### About this task
The answer must consist of every line below that contains the word "cover".

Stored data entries
--- START ---
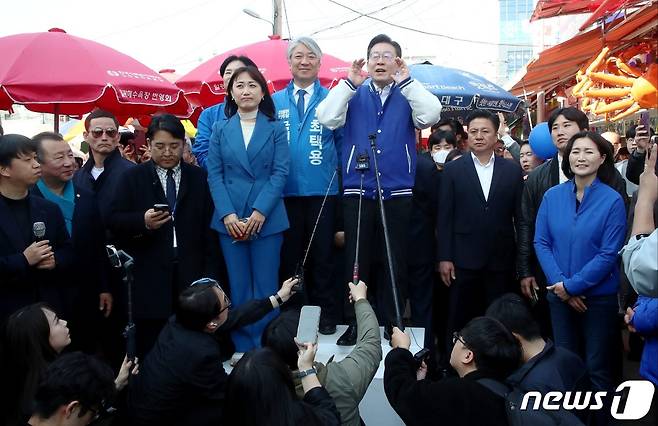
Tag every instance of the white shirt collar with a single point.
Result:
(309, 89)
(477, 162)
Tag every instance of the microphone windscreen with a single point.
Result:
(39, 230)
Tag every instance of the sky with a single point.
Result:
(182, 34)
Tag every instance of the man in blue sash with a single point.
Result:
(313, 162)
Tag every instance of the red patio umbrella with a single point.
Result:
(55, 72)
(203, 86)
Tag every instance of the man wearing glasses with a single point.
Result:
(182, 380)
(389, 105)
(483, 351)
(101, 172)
--- END ---
--- START ---
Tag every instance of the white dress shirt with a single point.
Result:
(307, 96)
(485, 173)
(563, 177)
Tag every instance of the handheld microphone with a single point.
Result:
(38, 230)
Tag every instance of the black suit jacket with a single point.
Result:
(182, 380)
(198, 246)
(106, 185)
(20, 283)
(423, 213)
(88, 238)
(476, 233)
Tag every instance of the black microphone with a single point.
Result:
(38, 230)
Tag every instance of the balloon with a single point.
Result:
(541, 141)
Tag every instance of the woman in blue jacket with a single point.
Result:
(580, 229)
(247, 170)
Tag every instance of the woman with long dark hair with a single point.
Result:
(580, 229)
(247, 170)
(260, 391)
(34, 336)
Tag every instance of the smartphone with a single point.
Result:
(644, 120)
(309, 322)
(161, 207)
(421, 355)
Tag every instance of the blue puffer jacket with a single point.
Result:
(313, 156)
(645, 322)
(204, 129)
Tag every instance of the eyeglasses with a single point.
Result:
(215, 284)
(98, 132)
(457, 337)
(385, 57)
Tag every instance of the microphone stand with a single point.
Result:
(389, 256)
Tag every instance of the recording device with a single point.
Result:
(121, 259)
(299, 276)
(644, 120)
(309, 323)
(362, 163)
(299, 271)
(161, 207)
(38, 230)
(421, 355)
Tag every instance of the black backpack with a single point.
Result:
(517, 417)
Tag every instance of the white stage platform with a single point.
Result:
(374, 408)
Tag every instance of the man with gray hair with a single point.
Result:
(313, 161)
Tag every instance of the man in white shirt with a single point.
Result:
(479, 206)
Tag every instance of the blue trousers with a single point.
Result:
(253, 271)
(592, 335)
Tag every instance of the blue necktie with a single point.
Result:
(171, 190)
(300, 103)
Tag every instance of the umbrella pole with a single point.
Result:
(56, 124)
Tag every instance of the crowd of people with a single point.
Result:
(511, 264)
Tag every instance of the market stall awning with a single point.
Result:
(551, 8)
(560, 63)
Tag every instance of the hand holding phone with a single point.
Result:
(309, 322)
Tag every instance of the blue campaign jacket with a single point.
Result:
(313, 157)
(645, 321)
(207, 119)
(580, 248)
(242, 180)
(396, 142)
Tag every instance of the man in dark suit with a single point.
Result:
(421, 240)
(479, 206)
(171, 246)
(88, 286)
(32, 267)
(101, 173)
--- END ---
--- START ---
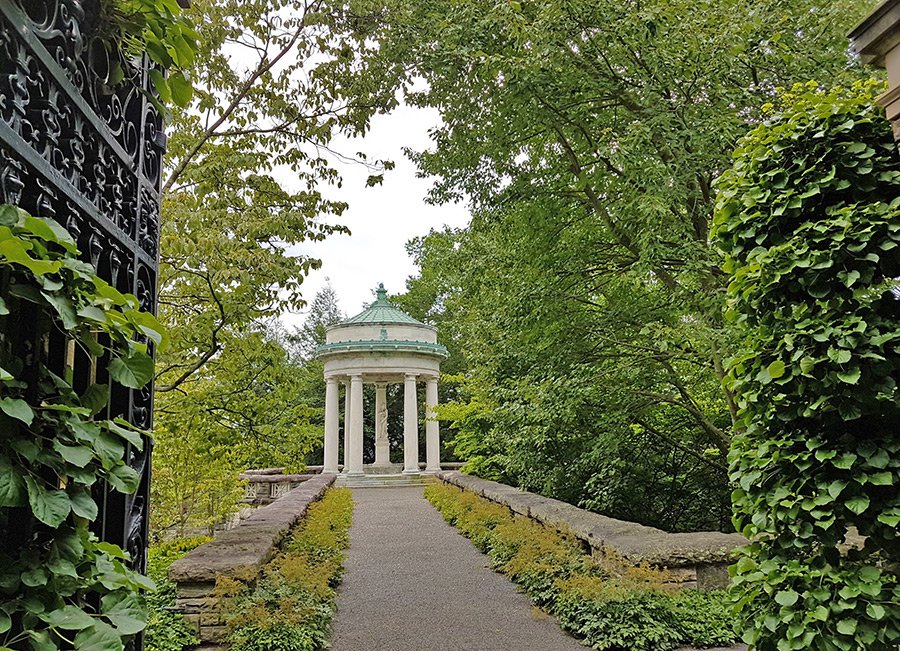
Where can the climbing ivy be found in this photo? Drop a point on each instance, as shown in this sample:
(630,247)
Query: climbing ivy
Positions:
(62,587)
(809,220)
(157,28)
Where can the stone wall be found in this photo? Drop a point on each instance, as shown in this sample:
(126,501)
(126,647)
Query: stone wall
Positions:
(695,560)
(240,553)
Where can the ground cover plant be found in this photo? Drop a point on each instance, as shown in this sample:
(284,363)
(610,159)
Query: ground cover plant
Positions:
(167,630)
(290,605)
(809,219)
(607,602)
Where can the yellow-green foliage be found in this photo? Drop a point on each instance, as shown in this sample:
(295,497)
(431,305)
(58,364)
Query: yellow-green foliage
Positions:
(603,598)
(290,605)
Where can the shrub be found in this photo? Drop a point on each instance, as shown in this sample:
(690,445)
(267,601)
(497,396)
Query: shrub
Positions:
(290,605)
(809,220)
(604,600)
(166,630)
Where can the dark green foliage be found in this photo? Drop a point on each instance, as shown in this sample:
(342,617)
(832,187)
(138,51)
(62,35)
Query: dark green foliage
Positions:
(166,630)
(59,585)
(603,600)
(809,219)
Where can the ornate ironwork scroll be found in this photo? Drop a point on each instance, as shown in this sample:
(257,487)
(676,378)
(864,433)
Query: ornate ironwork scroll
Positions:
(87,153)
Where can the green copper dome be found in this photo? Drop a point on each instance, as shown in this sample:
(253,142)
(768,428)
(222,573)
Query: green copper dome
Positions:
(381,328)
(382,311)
--- END ---
### Expected answer
Where can the ground cover plant be found in this photo? Drop a point on each instance, as shown in this sample:
Query: ground cover plant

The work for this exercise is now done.